SELECTED EXTRACT START

So what can you do to help your child get used to wearing a helmet on your bike? Here’s what worked for our family:

  • Toy Camouflage: Introduce the helmet as a toy in your home about a month before you want your baby/toddler to begin to wear it on a bike. We left our kids’ helmets on the floor in their room and watched our kids put them on and crawl and cruise around the house. It was adorable, and also super helpful because they came to associate the helmet with positive feelings.
  • Last Minute Sneak: For babies and toddlers who are just getting used to the idea of wearing a helmet, it’s always a good idea to put your own helmet on first and wait until the very last second to put one on your child. Honestly, consider it a stealth attack akin to what the nurse does at the doctor’s office when they go in for a shot on your tender one. Over before you know it! “Wait, what?! You say there’s something on your head?! Are you suuure?”
  • HELMET CLUB: Once your child is over the very initial hurdle of wearing a helmet, take moments to induct them into HELMET CLUB! My husband and I made a big deal of congratulating our kids on joining the super prestigious HELMET CLUB. Initiation included a secret helmet handshake (e.g., gently tapping the tops of our helmets together) and a lot of saying HELMET CLUB in ridiculously grave voices. We also let our first child know that as a new member of HELMET CLUB, they were entitled to decorate their own helmet with stickers as they saw fit. The club fizzled out pretty quick once our kids found putting on helmets second nature, but … well, I’m still a little nostalgic for HELMET CLUB.

Hopefully one or more of these strategies will work for you!

One last note, if your child continues to resist tooth and nail over the helmet, be sure to double check the helmet fit. I vividly recall riding home through Golden Gate Park many years ago with my son grousing in my ear and thrashing around. I thought he was feeling sick, so I was doing my best to hurry home and also control my increasingly negative reaction to being whined at for 20 minutes straight. But when we got home, I took off his helmet and he collapsed in relief. Turns out that the helmet had grown too tight on him and was hurting his head. I of course felt like the world’s absolute worst parent at the time. So I’ve been vigilant ever since about keeping an eye on my childrens’ helmet fit. Lesson learned: sometimes their anti-helmet stance might be perfectly justified.

SELECTED EXTRACT END
SOURCE MATERIAL START

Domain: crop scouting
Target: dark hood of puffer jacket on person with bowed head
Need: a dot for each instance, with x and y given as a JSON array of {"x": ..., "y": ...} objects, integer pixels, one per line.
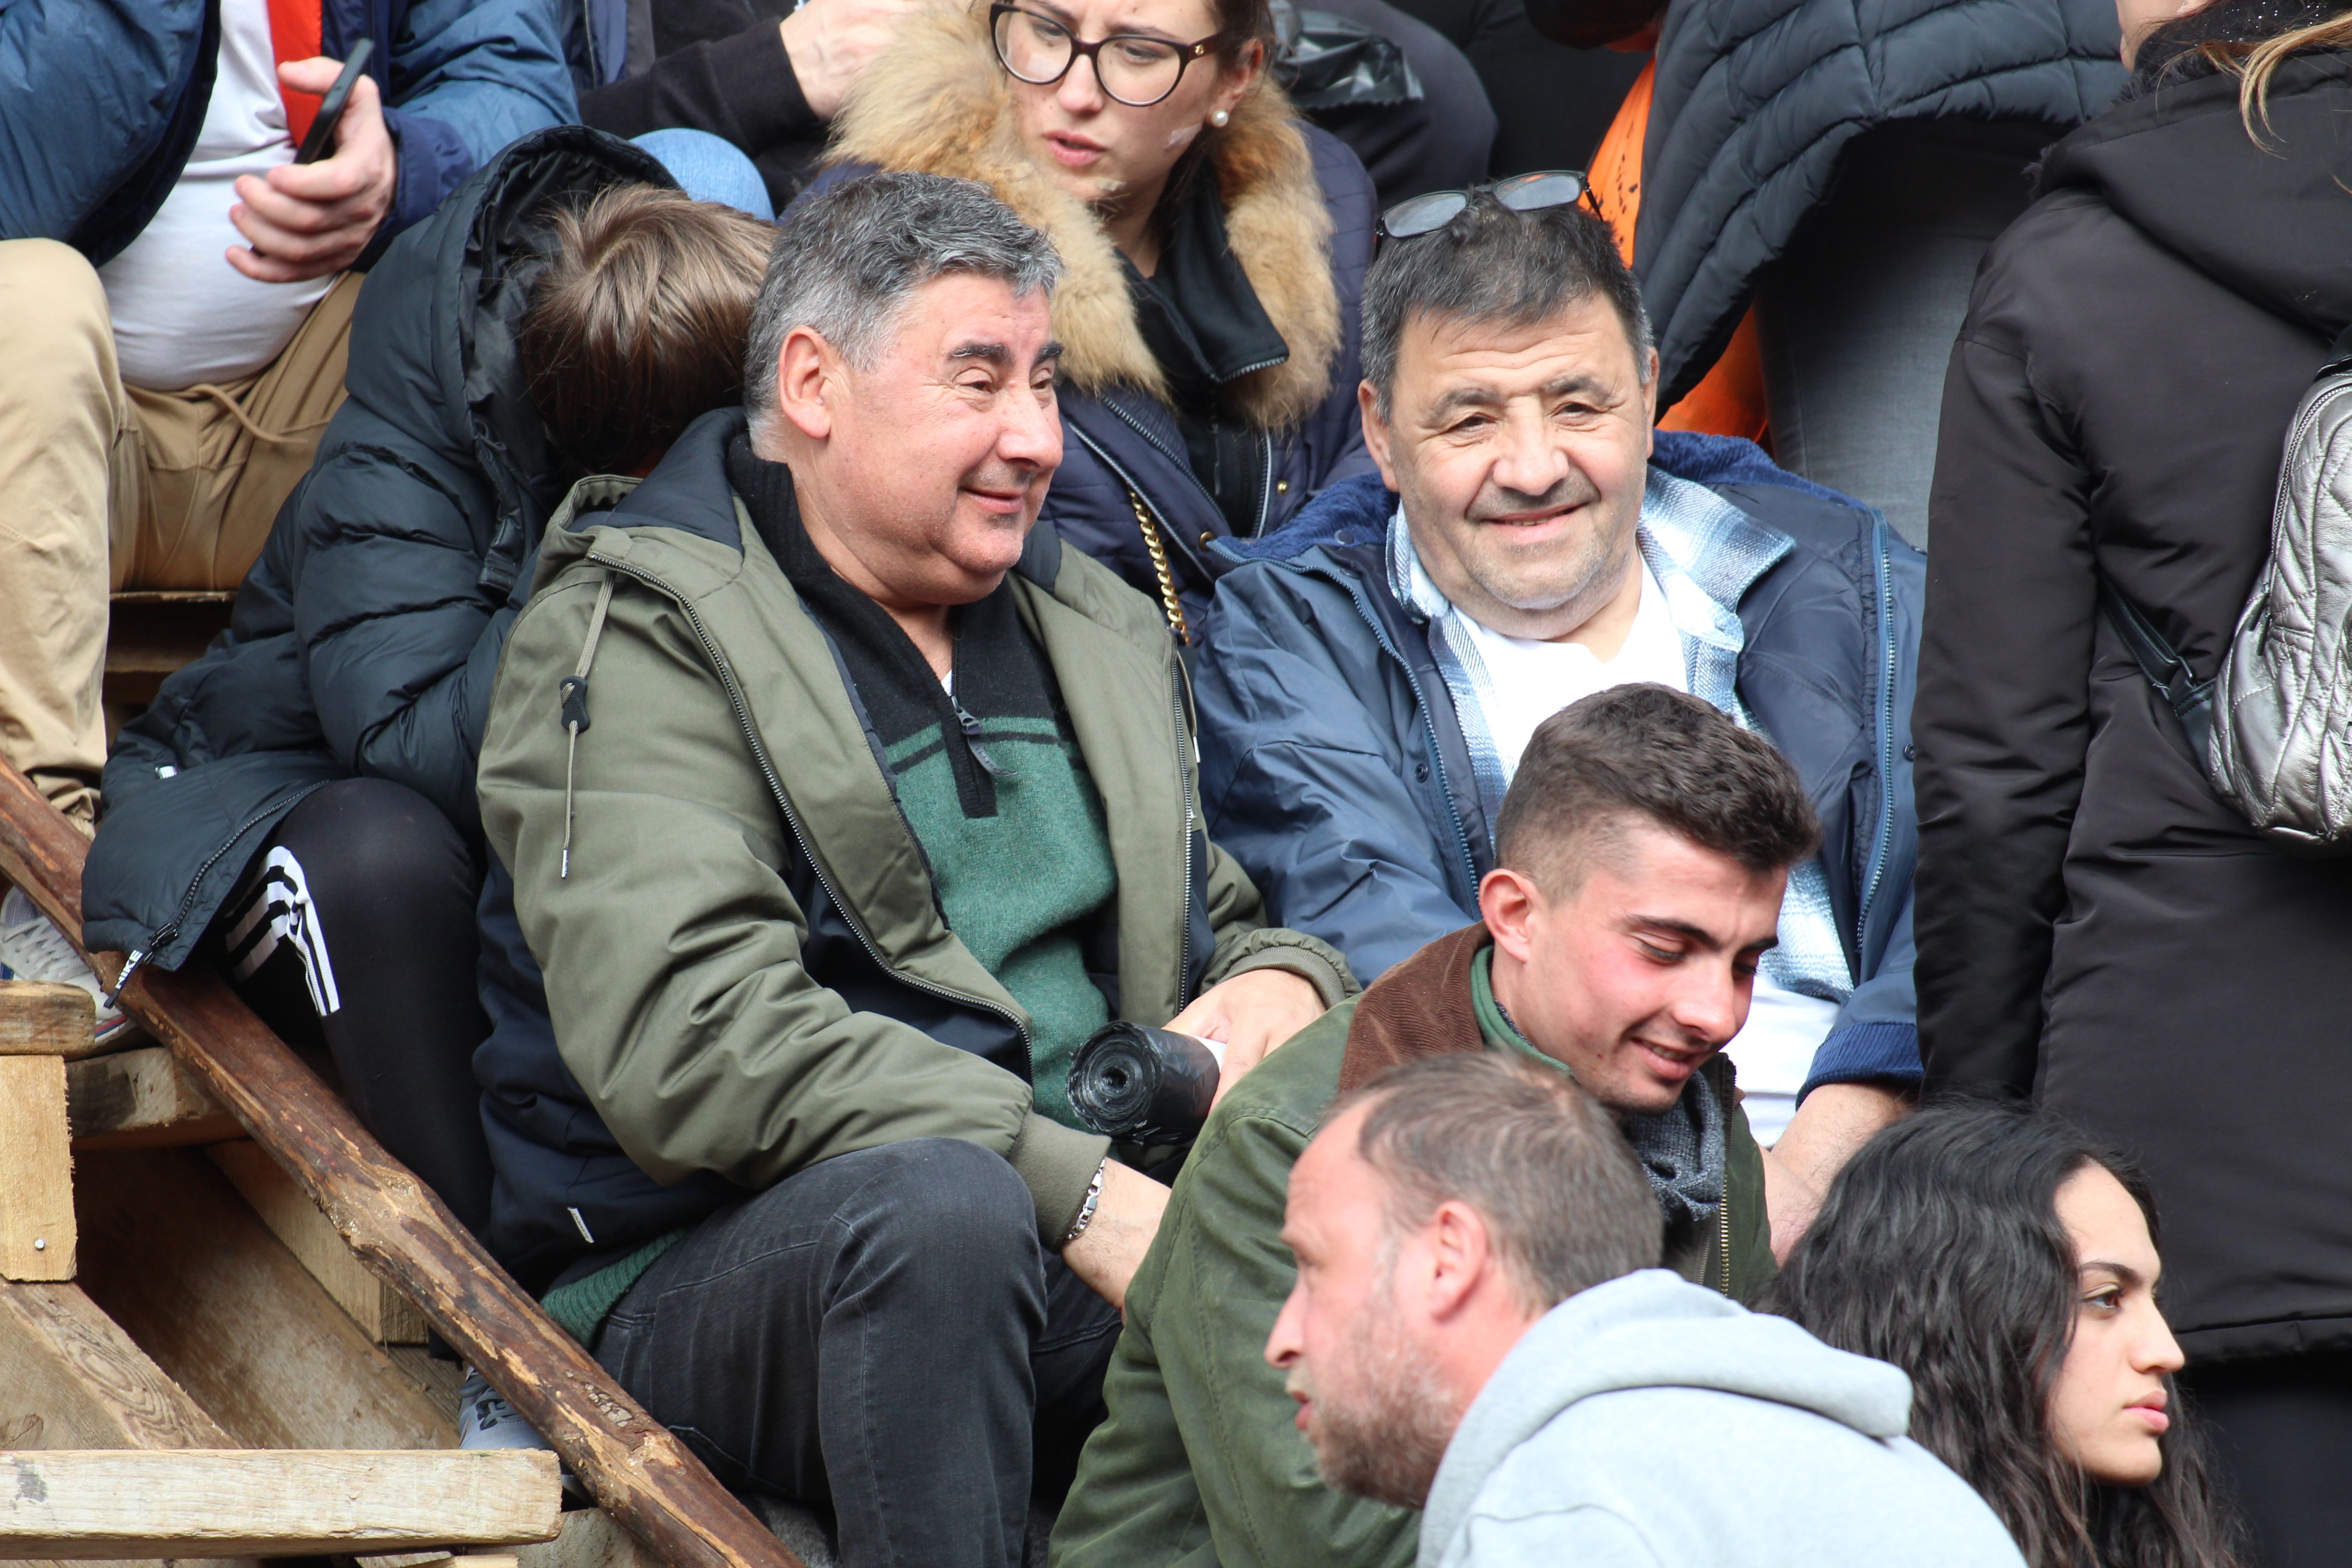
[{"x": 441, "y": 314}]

SOURCE MATERIAL END
SOURCE MATERIAL START

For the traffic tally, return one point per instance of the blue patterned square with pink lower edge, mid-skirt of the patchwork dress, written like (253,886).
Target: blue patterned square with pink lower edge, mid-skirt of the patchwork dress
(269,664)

SOURCE MATERIAL END
SOURCE MATERIAL START

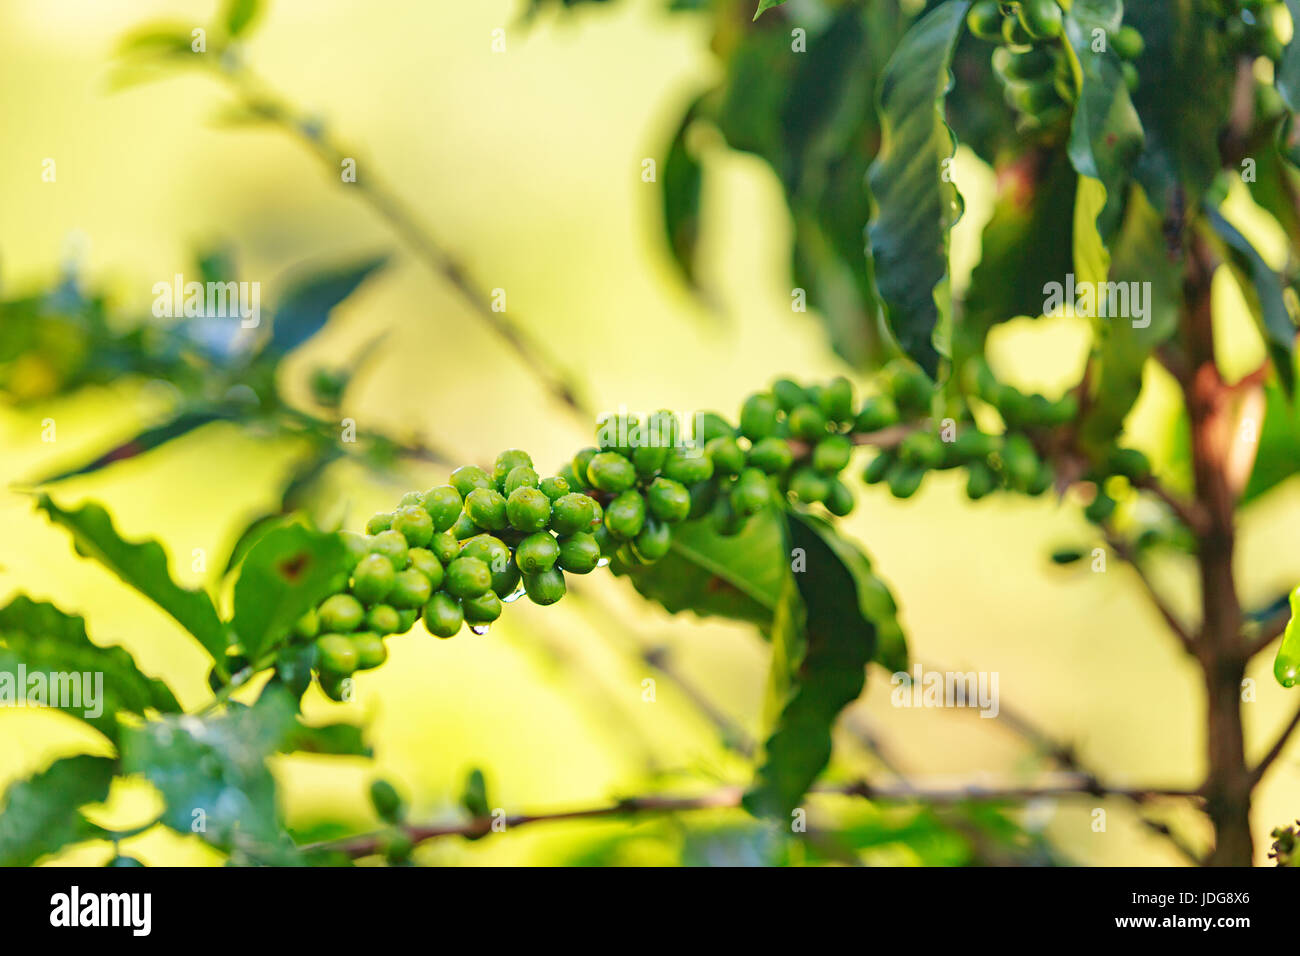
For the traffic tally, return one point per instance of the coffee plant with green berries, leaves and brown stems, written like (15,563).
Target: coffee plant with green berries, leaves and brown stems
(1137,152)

SOURCE MATERIAL END

COMPLETE THE FOLLOWING ::
• 1. Rewrite the bike helmet tips starting at "Hopefully one or" and ending at "be perfectly justified.", using "grumbling" in place of "grousing".
• 2. Answer these questions about the bike helmet tips:
(a) How long before the first bike ride do the tips suggest introducing the helmet as a toy?
(b) What counted as the secret helmet handshake in HELMET CLUB?
(c) What was actually wrong during the son's ride home through Golden Gate Park?
• 3. Rewrite the paragraph of the bike helmet tips that begins "One last note" more briefly, keeping its main facts.

ANSWERS TO THE TASKS ::
• 1.
Hopefully one or more of these strategies will work for you!

One last note, if your child continues to resist tooth and nail over the helmet, be sure to double check the helmet fit. I vividly recall riding home through Golden Gate Park many years ago with my son grumbling in my ear and thrashing around. I thought he was feeling sick, so I was doing my best to hurry home and also control my increasingly negative reaction to being whined at for 20 minutes straight. But when we got home, I took off his helmet and he collapsed in relief. Turns out that the helmet had grown too tight on him and was hurting his head. I of course felt like the world’s absolute worst parent at the time. So I’ve been vigilant ever since about keeping an eye on my childrens’ helmet fit. Lesson learned: sometimes their anti-helmet stance might be perfectly justified.

• 2.
(a) About a month.
(b) Gently tapping the tops of the helmets together.
(c) His helmet had grown too tight on him and was hurting his head.

• 3. If a child keeps fighting the helmet, check its fit. Years ago, the writer's son complained and thrashed for 20 minutes on a ride home through Golden Gate Park. The writer thought he was sick, but at home it turned out his helmet had grown too tight and was hurting his head. Since then the writer has watched the children's helmet fit closely, having learned that resistance to a helmet can be justified.